Location identification items

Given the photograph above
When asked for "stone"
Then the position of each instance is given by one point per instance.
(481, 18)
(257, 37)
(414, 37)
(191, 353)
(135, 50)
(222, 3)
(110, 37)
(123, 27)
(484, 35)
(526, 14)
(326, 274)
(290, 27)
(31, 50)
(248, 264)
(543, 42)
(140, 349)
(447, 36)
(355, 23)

■ WORK TO COMPLETE: Output every entry shown above, exactly.

■ TASK RESULT:
Given the photograph above
When asked for "stone"
Then the position of each instance is given by one point per instance.
(481, 18)
(257, 37)
(414, 37)
(191, 353)
(135, 50)
(222, 3)
(110, 37)
(123, 27)
(484, 35)
(526, 14)
(326, 274)
(290, 27)
(31, 50)
(248, 264)
(543, 42)
(140, 349)
(447, 36)
(355, 23)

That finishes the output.